[Enregistrements de données]
■ ■ ■

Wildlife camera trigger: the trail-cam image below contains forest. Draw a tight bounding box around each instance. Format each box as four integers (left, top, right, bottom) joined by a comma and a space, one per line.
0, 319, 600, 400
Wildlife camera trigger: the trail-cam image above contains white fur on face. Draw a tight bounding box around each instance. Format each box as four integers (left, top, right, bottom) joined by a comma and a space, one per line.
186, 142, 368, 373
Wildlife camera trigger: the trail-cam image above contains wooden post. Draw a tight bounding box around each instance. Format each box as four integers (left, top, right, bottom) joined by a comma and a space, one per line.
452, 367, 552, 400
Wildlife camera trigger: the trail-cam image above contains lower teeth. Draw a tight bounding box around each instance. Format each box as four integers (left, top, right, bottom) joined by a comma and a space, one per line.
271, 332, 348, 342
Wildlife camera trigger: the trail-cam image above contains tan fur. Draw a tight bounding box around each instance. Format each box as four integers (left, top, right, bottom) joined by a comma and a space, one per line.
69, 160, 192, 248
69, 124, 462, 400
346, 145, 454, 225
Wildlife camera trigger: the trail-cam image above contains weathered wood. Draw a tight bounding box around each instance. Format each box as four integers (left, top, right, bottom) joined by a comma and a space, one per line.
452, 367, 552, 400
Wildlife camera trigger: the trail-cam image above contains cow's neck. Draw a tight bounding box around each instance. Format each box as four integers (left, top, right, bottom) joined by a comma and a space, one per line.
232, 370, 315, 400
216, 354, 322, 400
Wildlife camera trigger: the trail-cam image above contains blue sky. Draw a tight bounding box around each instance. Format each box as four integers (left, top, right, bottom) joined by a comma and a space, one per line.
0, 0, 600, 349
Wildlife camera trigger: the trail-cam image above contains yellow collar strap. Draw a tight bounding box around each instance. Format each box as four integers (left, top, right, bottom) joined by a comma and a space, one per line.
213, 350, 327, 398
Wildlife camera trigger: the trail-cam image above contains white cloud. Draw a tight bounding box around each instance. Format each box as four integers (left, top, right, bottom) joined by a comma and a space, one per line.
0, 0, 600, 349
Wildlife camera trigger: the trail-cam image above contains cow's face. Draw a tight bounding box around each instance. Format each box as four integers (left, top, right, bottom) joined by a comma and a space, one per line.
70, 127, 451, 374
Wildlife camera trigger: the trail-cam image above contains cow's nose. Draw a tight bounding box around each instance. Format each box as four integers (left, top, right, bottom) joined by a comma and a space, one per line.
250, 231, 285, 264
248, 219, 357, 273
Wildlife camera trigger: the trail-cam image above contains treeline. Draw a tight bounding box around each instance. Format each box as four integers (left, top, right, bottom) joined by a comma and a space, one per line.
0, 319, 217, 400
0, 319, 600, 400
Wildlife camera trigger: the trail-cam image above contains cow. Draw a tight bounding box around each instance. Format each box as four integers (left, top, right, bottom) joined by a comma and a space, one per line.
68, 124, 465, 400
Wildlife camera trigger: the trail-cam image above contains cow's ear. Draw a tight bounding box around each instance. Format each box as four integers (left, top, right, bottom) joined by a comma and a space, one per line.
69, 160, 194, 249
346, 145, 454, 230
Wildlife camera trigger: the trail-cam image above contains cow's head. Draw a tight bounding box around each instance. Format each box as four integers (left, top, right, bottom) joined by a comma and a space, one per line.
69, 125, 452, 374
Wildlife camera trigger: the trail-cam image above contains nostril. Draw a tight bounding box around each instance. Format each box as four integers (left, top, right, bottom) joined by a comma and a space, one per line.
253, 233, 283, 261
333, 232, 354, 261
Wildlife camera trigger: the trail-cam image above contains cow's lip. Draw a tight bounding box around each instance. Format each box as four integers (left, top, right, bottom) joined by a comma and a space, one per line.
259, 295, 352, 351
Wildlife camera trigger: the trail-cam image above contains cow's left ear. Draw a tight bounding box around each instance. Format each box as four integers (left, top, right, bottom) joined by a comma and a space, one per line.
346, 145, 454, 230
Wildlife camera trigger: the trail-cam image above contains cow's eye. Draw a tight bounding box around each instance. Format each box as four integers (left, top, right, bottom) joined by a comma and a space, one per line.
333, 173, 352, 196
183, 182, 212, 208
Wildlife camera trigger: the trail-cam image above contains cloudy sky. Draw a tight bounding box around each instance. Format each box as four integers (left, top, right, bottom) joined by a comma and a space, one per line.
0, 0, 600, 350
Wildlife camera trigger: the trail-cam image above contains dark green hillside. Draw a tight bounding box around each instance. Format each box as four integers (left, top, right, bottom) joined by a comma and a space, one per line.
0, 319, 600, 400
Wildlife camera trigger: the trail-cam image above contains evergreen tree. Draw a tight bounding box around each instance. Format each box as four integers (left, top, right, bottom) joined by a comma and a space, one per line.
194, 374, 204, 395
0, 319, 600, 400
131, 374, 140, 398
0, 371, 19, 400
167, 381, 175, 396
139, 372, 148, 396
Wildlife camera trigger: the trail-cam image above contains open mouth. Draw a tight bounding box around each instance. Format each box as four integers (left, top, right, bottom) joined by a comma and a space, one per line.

■ ■ ■

Peux-tu convertir tout le matériel ci-dessus en tableau Markdown à deux colonnes, « N° » pour le numéro de rang et « Ligne » pour le texte de chaque ligne, en omettant les lignes vides ?

| N° | Ligne |
|---|---|
| 1 | Wildlife camera trigger: the trail-cam image below contains forest. Draw a tight bounding box around each instance. Format each box as four integers (left, top, right, bottom) joined by a comma and a space, one per line. |
| 2 | 0, 319, 600, 400 |
| 3 | Wildlife camera trigger: the trail-cam image above contains white fur on face. Draw a tight bounding box around each instance. Format each box as four integers (left, top, right, bottom) joined by a comma and a space, one per line. |
| 4 | 186, 142, 368, 373 |
| 5 | Wildlife camera trigger: the trail-cam image above contains wooden post. Draw a tight bounding box around each instance. Format each box as four integers (left, top, right, bottom) joined by a comma and a space, one per line. |
| 6 | 452, 367, 552, 400 |
| 7 | Wildlife camera trigger: the trail-cam image above contains lower teeth. Draw a tight bounding box around each instance. Format each box as four integers (left, top, right, bottom) joined by a comma and a space, one per line. |
| 8 | 271, 332, 348, 342 |
| 9 | Wildlife camera trigger: the trail-cam image above contains tan fur. Draw a tight bounding box around each instance. Format each box as four integers (left, top, right, bottom) joined by a comma and a space, one per line. |
| 10 | 69, 160, 192, 248 |
| 11 | 69, 124, 462, 400 |
| 12 | 346, 145, 454, 225 |
| 13 | Wildlife camera trigger: the trail-cam image above contains weathered wood. Draw a tight bounding box around each instance. Format each box as four integers (left, top, right, bottom) joined by a comma and a space, one per line. |
| 14 | 452, 367, 552, 400 |
| 15 | Wildlife camera trigger: the trail-cam image above contains cow's neck. Draw a tight bounding box around each instance. Format each box as four integers (left, top, right, bottom) joined by a comma and a space, one per line. |
| 16 | 232, 370, 315, 400 |
| 17 | 216, 354, 322, 400 |
| 18 | Wildlife camera trigger: the trail-cam image above contains blue sky. Draw a tight bounding box around each instance. Format each box as four integers (left, top, right, bottom) joined by a comma and a space, one per line. |
| 19 | 0, 0, 600, 349 |
| 20 | Wildlife camera trigger: the trail-cam image above contains yellow collar strap. Draw a tight bounding box around each instance. Format each box as four integers (left, top, right, bottom) joined by a comma and a space, one per line. |
| 21 | 213, 350, 327, 398 |
| 22 | Wildlife camera trigger: the trail-cam image above contains white cloud. Draw a tight bounding box around each instance. Format each box as four integers (left, top, right, bottom) joined by a comma and a space, one per line. |
| 23 | 0, 0, 600, 349 |
| 24 | Wildlife camera trigger: the trail-cam image above contains cow's face. Draw a tight bounding box around each instance. Format each box as four integers (left, top, right, bottom) joined by a comma and a space, one per line. |
| 25 | 70, 127, 451, 374 |
| 26 | Wildlife camera trigger: the trail-cam image above contains cow's nose. Draw a tight bounding box around each instance. Format each box as four integers (left, top, right, bottom) joined by a comma and a space, one per line. |
| 27 | 250, 231, 285, 264 |
| 28 | 248, 219, 357, 273 |
| 29 | Wildlife camera trigger: the trail-cam image above contains treeline. Draw a tight bounding box around each instance. Format each box as four integers (left, top, right, bottom) joined by a comma and a space, one per line. |
| 30 | 0, 319, 217, 400 |
| 31 | 0, 319, 600, 400 |
| 32 | Wildlife camera trigger: the trail-cam image above contains cow. Draw a tight bounding box around each instance. Format each box as four integers (left, top, right, bottom) joined by a comma and a space, one per line. |
| 33 | 68, 124, 465, 400 |
| 34 | Wildlife camera trigger: the trail-cam image above contains cow's ear. Draw a tight bounding box around each instance. Format each box as four integers (left, top, right, bottom) joined by a comma and a space, one per line. |
| 35 | 69, 160, 194, 249 |
| 36 | 346, 145, 454, 230 |
| 37 | Wildlife camera trigger: the trail-cam image above contains cow's head. Draw a tight bounding box around each instance. Format each box as four integers (left, top, right, bottom) joined by a comma and a space, one per line. |
| 38 | 69, 125, 452, 374 |
| 39 | Wildlife camera trigger: the trail-cam image above contains nostril. Draw a tight bounding box around each instance. Format each box as four integers (left, top, right, bottom) joined by a comma and a space, one per line. |
| 40 | 253, 233, 283, 261 |
| 41 | 333, 232, 354, 261 |
| 42 | Wildlife camera trigger: the trail-cam image above contains cow's lip. Draw a tight bounding box around each instance. Format each box as four integers (left, top, right, bottom) joined by a comma and a space, one per line. |
| 43 | 259, 295, 352, 351 |
| 44 | Wildlife camera trigger: the trail-cam image above contains cow's left ear. Draw a tight bounding box around each instance. Format each box as four integers (left, top, right, bottom) joined by a comma and a space, one per line. |
| 45 | 346, 145, 454, 230 |
| 46 | Wildlife camera trigger: the trail-cam image above contains cow's eye. Draw a tight bounding box around each instance. Format each box as four integers (left, top, right, bottom) joined by a comma and a space, one per line. |
| 47 | 333, 173, 352, 196 |
| 48 | 183, 182, 212, 208 |
| 49 | Wildlife camera trigger: the trail-cam image above contains cloudy sky. Draw a tight bounding box around each instance. Format each box as four integers (left, top, right, bottom) joined by a comma and a space, one per line. |
| 50 | 0, 0, 600, 350 |
| 51 | Wildlife camera trigger: the trail-cam image above contains dark green hillside. Draw a tight bounding box around each instance. Format each box as four integers (left, top, right, bottom) joined by a comma and a space, one per line. |
| 52 | 0, 319, 600, 400 |
| 53 | Wildlife camera trigger: the trail-cam image above contains evergreen tree. Draw a tight bounding box around each instance. Format each box as four integers (left, top, right, bottom) joined by a comma and a space, one per line. |
| 54 | 194, 374, 204, 395 |
| 55 | 0, 319, 600, 400 |
| 56 | 131, 374, 140, 398 |
| 57 | 0, 371, 19, 400 |
| 58 | 167, 381, 175, 396 |
| 59 | 139, 372, 148, 396 |
| 60 | Wildlife camera trigger: the trail-cam image above contains open mouth. Draw a tight bounding box around each instance. Format each box as four integers (left, top, right, bottom) joined by a comma and a space, one per line. |